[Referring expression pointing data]
++++++++
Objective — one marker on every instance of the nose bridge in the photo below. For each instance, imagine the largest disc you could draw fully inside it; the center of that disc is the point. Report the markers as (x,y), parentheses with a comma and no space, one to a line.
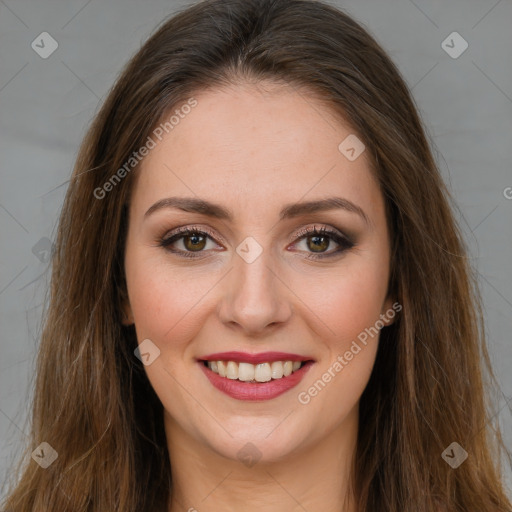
(255,298)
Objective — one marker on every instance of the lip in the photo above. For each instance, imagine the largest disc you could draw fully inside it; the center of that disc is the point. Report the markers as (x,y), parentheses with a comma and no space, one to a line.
(262,357)
(255,391)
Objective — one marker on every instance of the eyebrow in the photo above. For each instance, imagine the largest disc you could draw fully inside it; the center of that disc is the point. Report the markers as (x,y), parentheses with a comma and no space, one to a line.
(204,207)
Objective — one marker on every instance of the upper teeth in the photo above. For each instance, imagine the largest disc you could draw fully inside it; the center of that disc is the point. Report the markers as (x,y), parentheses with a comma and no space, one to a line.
(262,372)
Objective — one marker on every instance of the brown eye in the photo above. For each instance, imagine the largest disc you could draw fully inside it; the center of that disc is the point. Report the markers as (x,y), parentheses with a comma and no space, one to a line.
(194,242)
(318,243)
(188,242)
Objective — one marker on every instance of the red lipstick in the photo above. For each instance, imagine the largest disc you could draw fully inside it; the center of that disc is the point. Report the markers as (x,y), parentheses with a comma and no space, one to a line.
(255,391)
(262,357)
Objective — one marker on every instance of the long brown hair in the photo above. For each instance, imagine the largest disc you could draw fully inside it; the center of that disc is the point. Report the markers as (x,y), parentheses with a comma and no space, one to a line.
(93,403)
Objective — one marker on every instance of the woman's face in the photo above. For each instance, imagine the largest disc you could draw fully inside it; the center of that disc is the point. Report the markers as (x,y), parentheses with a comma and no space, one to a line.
(251,280)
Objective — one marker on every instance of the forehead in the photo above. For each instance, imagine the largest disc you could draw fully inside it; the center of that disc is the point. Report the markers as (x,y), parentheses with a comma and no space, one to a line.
(248,145)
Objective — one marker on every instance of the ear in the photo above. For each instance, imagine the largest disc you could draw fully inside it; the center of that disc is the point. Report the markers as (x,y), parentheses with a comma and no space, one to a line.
(390,310)
(126,311)
(127,314)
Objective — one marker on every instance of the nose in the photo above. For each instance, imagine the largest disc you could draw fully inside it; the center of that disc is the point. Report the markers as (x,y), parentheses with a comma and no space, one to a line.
(254,297)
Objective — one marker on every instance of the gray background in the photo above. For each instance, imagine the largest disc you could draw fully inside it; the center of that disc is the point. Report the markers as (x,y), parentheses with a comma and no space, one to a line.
(47,104)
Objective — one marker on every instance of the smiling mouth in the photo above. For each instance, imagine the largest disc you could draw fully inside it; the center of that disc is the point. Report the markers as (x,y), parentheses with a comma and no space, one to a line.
(255,373)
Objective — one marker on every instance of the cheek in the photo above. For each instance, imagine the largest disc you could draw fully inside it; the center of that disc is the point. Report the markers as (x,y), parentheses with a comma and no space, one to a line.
(166,302)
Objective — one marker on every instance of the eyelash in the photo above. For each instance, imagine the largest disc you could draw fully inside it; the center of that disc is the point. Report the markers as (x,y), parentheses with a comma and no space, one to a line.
(343,241)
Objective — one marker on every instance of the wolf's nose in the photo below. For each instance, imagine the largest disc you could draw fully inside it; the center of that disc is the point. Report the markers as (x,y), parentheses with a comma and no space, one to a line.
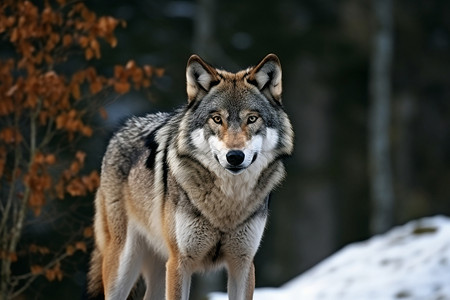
(235,157)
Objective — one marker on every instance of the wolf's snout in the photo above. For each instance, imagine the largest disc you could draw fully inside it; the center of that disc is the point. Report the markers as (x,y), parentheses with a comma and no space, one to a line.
(235,157)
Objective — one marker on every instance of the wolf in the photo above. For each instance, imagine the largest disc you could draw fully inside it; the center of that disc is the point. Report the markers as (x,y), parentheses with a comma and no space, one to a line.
(187,191)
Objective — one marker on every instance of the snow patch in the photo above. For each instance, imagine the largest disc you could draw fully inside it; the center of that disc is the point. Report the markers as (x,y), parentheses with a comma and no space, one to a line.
(409,262)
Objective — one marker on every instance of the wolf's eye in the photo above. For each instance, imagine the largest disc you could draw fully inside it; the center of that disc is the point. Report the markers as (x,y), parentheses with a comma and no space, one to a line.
(252,119)
(217,119)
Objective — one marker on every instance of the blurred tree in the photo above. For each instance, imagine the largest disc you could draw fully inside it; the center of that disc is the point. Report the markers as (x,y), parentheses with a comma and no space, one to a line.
(44,113)
(381,178)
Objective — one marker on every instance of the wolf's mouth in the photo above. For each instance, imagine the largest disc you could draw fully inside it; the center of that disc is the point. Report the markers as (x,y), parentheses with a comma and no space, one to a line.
(235,170)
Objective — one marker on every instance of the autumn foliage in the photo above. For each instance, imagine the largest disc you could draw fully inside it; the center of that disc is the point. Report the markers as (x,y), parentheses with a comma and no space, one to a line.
(46,104)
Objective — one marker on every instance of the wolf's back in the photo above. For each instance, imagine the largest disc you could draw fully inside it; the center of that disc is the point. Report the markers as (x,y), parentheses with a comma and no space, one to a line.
(123,151)
(129,143)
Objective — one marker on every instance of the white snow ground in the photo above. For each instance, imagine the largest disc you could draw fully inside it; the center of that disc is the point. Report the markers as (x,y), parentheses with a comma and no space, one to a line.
(410,262)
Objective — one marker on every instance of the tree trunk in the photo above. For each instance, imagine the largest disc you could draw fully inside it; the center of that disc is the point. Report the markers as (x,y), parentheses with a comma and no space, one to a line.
(381,179)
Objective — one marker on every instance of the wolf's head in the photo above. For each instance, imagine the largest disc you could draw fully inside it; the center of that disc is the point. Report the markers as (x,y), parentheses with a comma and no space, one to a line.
(237,119)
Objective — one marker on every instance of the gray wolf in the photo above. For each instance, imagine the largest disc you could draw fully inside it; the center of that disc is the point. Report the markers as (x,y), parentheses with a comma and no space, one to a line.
(187,191)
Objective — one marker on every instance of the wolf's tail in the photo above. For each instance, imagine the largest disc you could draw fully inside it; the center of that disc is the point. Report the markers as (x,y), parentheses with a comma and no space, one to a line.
(95,285)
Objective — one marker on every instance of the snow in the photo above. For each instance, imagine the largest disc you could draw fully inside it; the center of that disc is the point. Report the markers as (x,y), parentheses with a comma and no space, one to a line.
(410,262)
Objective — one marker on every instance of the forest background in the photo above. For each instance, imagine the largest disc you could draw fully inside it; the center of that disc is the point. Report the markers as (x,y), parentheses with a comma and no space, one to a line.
(327,51)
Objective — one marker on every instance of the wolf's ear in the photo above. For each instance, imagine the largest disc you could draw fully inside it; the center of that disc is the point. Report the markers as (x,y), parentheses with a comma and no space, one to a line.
(200,77)
(267,77)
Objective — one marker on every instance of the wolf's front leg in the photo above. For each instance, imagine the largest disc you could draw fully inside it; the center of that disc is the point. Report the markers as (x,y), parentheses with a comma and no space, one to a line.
(241,280)
(178,280)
++++++++
### [What the task requires]
Make an exact copy of the records above. Keep out every picture.

### [Task answer]
Objective — one marker on every instance of the nose bridge in the photo below. For each instance, imagine the largest disc you could draw fully inside it; the center of that disc is the point. Report the markers as (x,y), parentheses with a comma and no space, one to a line.
(255,298)
Objective — one marker on every instance of the lip in the photo above. For each instance, imagine the largest disc you could draw fully inside it; the center of that disc is the point. Report the markers as (x,y), parentheses with a comma and no space, one to a line.
(262,357)
(255,391)
Objective — one marker on every instance of the eyebrow in the photo above. For each instance, imagine the largest disc you could draw fully inside it; the center of that disc is the point. Report the markers as (x,y), parentheses with a comma and no space, one to a line.
(204,207)
Objective — one marker on every instance of the upper teeth in the photo above. For each instance, imagine the largest disc you could draw fully inside it; the center of that disc is the point. Report the markers as (x,y), parentheses with a comma and no space, one to a line.
(262,372)
Objective — one marker on every instance of the brown eye in the photo above. For each instance, imagine the largest disc you could draw fully inside it; the center of that disc is the point. Report the markers as (x,y), parentheses with a comma and no space, one to a line.
(194,242)
(318,243)
(188,242)
Objective — one marker on every instance of the red lipstick in the photo above. For each instance, imagine the largest disc you could draw fully inside it; the center of that disc is the point. Report the markers as (x,y), parentheses with a comma and no space, one to a line.
(255,391)
(262,357)
Objective — one marker on every instance of the long brown hair in the photo above. For each instance, imagine the largest disc you could draw fully inside it; the center of that disc is the point. Report the markers as (x,y), parentheses with a comma and no space, one to a line.
(93,403)
Objective — one marker on every instance of the woman's face in the photo above. For each instance, imagine the largest disc you could draw fully inside it; the center of that disc is the point. Report the markers as (x,y), parentheses with a comma and no space, one to a line.
(251,280)
Objective — one marker on every instance of the forehead in the photo above. For each instance, imagine the largest disc you could draw fully inside it; the center of that disc is the point. Report the markers as (x,y), parentheses with a comma and no space, one to a line.
(248,145)
Objective — one marker on every instance of the ear in the photo above. For each instance, imagine the largest disc you could draw fully inside it; the center of that disc is the point. Report the markers as (x,y), parentheses with a comma and no space, one to a line.
(390,310)
(126,311)
(127,314)
Objective — one marker on every instance of the nose in the photo above. For each instance, imagine the largest disc you could draw fully inside it; the center of that disc is the point. Report the markers as (x,y), parentheses with a comma and no space, one to a line.
(254,297)
Objective — one marker on every instance of the gray background in the photo above. For each instance, imagine the largest disc you could draw fully inside it; the center of that disc is the point. Report the markers as (x,y), parentheses with a comma and no space, one to a line.
(47,104)
Objective — one marker on every instance of the smiling mouth in the photo above. For each instance, imagine the largest disc you could draw fully inside it; the center of that disc is the point. Report the markers as (x,y), parentheses with a comma and no space, one to a line.
(255,373)
Objective — one marker on every instance of the cheek in the photo above. For each instance, imagine the largest disc you could draw fully inside it; the center of that disc is the point. Report the markers as (x,y), parentheses with a comma and no space, one to a line.
(166,302)
Objective — one marker on every instance of the eyelash in the photo above. For each instance, imagine the largest disc you could draw fully inside it; the center of that disc is the point. Report the markers as (x,y), parentheses with a comma and no space, one to a line.
(343,241)
Objective — one marker on every instance of the wolf's nose in the photo below. For each instance, imagine the largest disc you could draw fully inside it; the center of that disc is the point. Report the markers as (x,y), parentheses with a comma and no space, one to a line.
(235,157)
Objective — one marker on every instance of the wolf's snout in the photo above. For each instance, imagine the largest disc you could draw fully inside it; the center of that disc is the point. Report the markers as (x,y), parentheses with a comma and no space, one to a line.
(235,157)
Objective — one marker on every instance of the wolf in the photo above. For each instance, imagine the largest disc you could draw fully inside it; the center of that disc is the point. Report the markers as (x,y), parentheses with a comma and no space, one to a line.
(187,191)
Objective — one marker on every instance of the snow patch in the photo above. For each instance, imagine the largest disc you could draw fully inside it; the center of that disc is the point. Report the markers as (x,y), parentheses with a comma and no space, one to a line.
(409,262)
Objective — one marker on every instance of the wolf's eye in the photo above. For each instance, imagine the largest disc you could draw fully inside it; the center of that disc is the point. Report the markers as (x,y), parentheses with a comma and no space, one to a line.
(252,119)
(217,119)
Objective — one marker on every instance of the blurred tree in the photo above. For each instance, imagine the largest disc you could draw fully inside it; the center of that disc is the point. Report the markers as (x,y), parentheses with a comma and no space, one to a line.
(44,113)
(381,178)
Objective — one marker on every instance of the wolf's mouth in the photo above. For each instance, imagine the largest disc you could draw fully inside it; the center of that disc is the point. Report the markers as (x,y), parentheses with a comma and no space, one to a line.
(235,170)
Objective — one marker on every instance of the autumn foliage in the photo above. For each instance, imagine the largest disc you could draw fully inside it; the center of that disc is the point. Report the markers as (x,y), parentheses with a comma and no space, one to a line.
(46,104)
Objective — one marker on every instance of the wolf's back in the photo above. For each instance, imagine the largest disc you could draw fully inside it; the center of that disc is the point. Report the markers as (x,y), parentheses with a comma and no space, one to a line.
(123,151)
(129,143)
Objective — one marker on every instance of the white snow ground in the photo above. For each instance, imagine the largest disc you could draw fully inside it; the center of that disc is the point. Report the markers as (x,y), parentheses with a comma and no space, one to a line.
(410,262)
Objective — one marker on every instance of the tree trunk in the photo above. For each instance, imagine the largest disc you could draw fully inside it; the center of that disc is the point. Report the markers as (x,y), parentheses with a comma and no space, one to a line.
(381,179)
Objective — one marker on every instance of the wolf's head in the photo above. For each instance, imagine the largest disc you could draw fully inside it; the center of that disc is the point. Report the markers as (x,y), parentheses with a comma and no space, one to a line.
(237,119)
Objective — one marker on every instance of the gray wolf in the photo above. For each instance, imagine the largest disc you could draw fully inside it; the center of that disc is the point. Report the markers as (x,y), parentheses with a comma and no space, one to a line.
(187,191)
Objective — one marker on every instance of the wolf's tail in the photo above. For each instance, imagine the largest disc you could draw fully inside it; the center of that disc is the point. Report the markers as (x,y), parentheses with a comma and no space, one to a line.
(95,285)
Objective — one marker on every instance of the snow in the photo above. For each instance, imagine the largest disc you could draw fully inside it; the center of that disc is the point. Report the markers as (x,y), parentheses with a comma and no space, one to a line.
(410,262)
Objective — one marker on every instance of the forest background in the photo above. For each instance, imagine the largest disc you could draw fully inside it; the center of that disc is the point. Report the markers as (x,y), parentheses with a comma and no space, one to a line.
(327,51)
Objective — one marker on every instance of the wolf's ear in the photo above. For each instance, imagine the largest disc you could draw fully inside it; the center of that disc is the point. Report the markers as (x,y), parentheses with a comma and no space, one to a line.
(200,77)
(267,77)
Objective — one marker on every instance of the wolf's front leg in the photo above. For each instance, imagine the largest disc you could draw fully inside it; the center of that disc is the point. Report the markers as (x,y), parentheses with a comma and no space, one to a line.
(241,280)
(178,280)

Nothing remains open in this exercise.